=== DATA FOR REVIEW ===
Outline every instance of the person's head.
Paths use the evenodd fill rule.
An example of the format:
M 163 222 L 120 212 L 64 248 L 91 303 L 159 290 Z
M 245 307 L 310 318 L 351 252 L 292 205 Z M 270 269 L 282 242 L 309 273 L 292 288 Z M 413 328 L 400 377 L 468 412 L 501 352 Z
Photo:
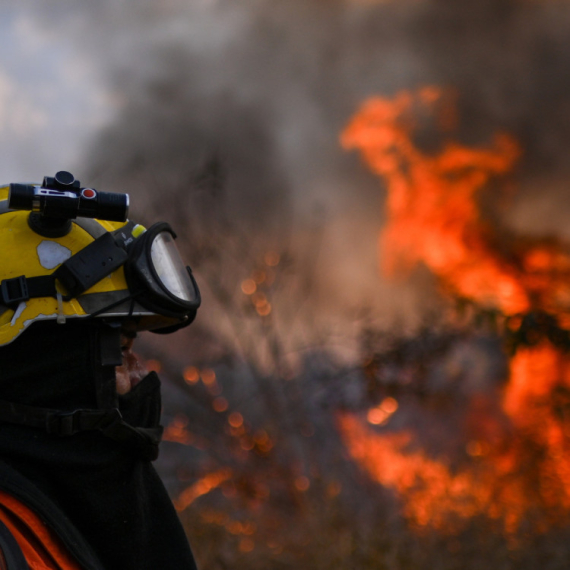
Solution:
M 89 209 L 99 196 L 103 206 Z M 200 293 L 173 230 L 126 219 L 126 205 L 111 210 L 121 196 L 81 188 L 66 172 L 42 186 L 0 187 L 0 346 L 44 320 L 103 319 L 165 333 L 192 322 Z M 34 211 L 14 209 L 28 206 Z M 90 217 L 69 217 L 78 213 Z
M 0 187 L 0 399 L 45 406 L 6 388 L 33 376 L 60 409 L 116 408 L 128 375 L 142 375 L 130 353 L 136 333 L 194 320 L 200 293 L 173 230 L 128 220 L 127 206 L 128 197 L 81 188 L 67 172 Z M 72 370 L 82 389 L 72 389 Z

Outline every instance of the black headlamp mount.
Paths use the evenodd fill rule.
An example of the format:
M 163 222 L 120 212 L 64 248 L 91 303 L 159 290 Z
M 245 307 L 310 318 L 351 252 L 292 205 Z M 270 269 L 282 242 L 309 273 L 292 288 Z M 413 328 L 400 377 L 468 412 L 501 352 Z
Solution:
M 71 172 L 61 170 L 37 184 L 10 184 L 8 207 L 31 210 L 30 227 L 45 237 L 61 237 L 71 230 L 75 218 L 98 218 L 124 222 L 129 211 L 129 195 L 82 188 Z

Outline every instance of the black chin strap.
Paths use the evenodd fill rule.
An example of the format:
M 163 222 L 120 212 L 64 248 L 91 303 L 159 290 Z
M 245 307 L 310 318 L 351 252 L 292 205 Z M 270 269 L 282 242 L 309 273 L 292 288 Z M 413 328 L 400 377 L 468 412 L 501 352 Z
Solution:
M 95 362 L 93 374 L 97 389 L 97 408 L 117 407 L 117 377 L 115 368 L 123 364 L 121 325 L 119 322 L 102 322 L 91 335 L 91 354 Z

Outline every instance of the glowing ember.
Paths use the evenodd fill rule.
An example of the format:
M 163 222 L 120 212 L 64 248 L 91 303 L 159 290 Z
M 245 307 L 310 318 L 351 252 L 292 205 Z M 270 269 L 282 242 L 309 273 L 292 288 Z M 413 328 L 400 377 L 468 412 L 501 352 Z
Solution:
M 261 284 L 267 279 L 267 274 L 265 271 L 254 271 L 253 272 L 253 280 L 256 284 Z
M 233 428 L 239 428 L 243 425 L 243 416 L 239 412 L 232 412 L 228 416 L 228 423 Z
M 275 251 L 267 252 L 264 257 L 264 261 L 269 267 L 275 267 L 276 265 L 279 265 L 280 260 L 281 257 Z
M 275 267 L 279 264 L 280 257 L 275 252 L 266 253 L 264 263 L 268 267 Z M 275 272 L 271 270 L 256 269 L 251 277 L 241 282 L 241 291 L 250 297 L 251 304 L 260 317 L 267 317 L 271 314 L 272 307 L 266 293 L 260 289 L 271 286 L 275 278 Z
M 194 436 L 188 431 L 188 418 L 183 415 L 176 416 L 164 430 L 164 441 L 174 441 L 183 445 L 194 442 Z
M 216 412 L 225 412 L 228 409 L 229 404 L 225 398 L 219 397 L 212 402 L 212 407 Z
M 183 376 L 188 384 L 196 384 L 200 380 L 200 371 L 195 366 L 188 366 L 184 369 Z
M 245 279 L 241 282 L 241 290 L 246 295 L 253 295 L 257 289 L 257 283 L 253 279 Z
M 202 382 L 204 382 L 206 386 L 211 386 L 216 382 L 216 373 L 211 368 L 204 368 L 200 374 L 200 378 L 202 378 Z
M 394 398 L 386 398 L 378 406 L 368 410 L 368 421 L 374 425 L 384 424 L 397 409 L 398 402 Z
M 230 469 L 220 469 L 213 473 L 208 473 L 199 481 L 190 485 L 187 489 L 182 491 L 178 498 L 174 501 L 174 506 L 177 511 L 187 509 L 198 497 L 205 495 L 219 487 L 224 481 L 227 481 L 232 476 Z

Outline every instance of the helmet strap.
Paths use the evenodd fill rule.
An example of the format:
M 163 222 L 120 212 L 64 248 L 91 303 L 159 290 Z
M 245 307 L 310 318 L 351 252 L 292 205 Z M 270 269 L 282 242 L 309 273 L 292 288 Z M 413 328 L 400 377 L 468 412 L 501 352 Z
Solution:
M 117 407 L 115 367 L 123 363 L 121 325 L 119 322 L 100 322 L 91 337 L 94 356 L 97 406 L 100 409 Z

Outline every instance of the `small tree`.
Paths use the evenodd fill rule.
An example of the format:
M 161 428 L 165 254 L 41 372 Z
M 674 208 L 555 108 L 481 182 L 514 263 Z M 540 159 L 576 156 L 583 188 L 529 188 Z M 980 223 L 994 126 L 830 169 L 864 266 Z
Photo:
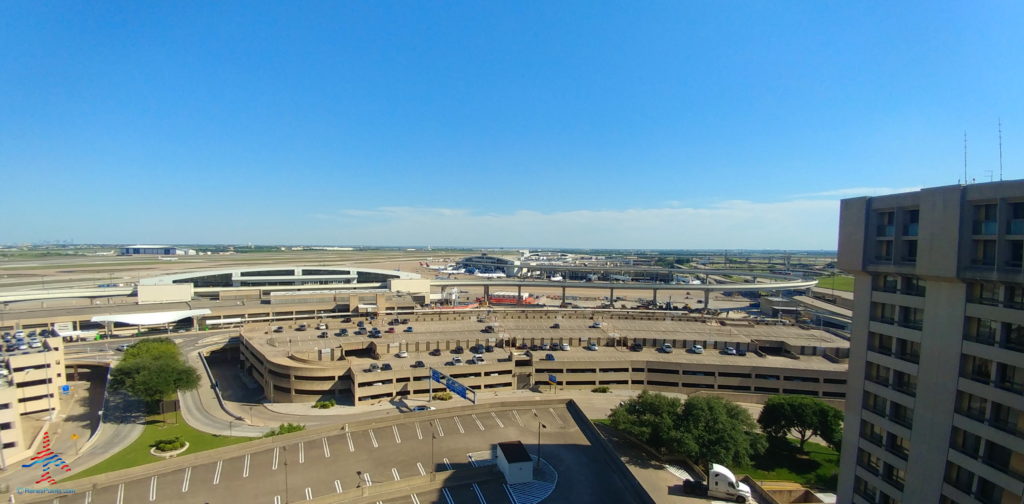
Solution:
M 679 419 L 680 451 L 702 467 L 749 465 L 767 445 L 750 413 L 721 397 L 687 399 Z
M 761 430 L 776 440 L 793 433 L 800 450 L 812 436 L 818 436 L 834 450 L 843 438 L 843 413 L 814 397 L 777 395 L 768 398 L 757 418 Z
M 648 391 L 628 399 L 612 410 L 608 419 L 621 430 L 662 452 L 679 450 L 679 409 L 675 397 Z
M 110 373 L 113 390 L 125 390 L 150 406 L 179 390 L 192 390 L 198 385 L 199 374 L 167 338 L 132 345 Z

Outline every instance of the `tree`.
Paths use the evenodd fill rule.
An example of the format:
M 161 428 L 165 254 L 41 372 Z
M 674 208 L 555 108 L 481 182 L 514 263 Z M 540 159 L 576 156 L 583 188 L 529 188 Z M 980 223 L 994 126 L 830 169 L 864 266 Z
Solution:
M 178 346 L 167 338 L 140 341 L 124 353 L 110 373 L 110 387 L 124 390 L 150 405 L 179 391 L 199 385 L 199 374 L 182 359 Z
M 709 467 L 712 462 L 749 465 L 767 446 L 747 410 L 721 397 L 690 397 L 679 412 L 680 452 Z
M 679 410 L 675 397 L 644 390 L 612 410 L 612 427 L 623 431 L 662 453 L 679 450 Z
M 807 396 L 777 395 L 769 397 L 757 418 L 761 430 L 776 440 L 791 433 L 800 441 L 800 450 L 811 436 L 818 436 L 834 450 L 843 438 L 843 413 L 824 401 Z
===
=== DATA FOR REVIEW ===
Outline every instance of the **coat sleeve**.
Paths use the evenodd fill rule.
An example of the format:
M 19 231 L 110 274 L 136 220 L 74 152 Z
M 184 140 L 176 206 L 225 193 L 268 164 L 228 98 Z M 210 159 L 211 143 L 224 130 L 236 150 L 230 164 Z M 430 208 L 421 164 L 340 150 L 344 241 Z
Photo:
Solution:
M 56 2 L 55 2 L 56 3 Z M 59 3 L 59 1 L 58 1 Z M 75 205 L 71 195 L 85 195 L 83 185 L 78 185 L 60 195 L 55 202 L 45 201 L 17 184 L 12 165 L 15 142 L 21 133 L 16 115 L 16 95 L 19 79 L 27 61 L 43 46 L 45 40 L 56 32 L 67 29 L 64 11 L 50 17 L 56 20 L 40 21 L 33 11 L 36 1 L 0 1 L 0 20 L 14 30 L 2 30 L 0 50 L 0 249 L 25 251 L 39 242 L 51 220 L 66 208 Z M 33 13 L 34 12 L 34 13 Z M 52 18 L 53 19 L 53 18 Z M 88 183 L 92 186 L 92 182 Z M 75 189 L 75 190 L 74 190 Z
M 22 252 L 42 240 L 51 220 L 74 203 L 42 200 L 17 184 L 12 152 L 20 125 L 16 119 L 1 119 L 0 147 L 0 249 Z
===
• EXERCISE GOAL: From the listing above, copy all lines holding the word "every".

• EXERCISE ANSWER:
Outline every instance of the person's head.
Outline every instance of the black headlamp mount.
Outline every instance of the black chin strap.
Outline every instance of the glowing ember.
Outline every instance of the helmet strap.
Outline every instance of the `small tree`.
Outline every instance of the `tree`.
Outline every instance of the **coat sleeve**.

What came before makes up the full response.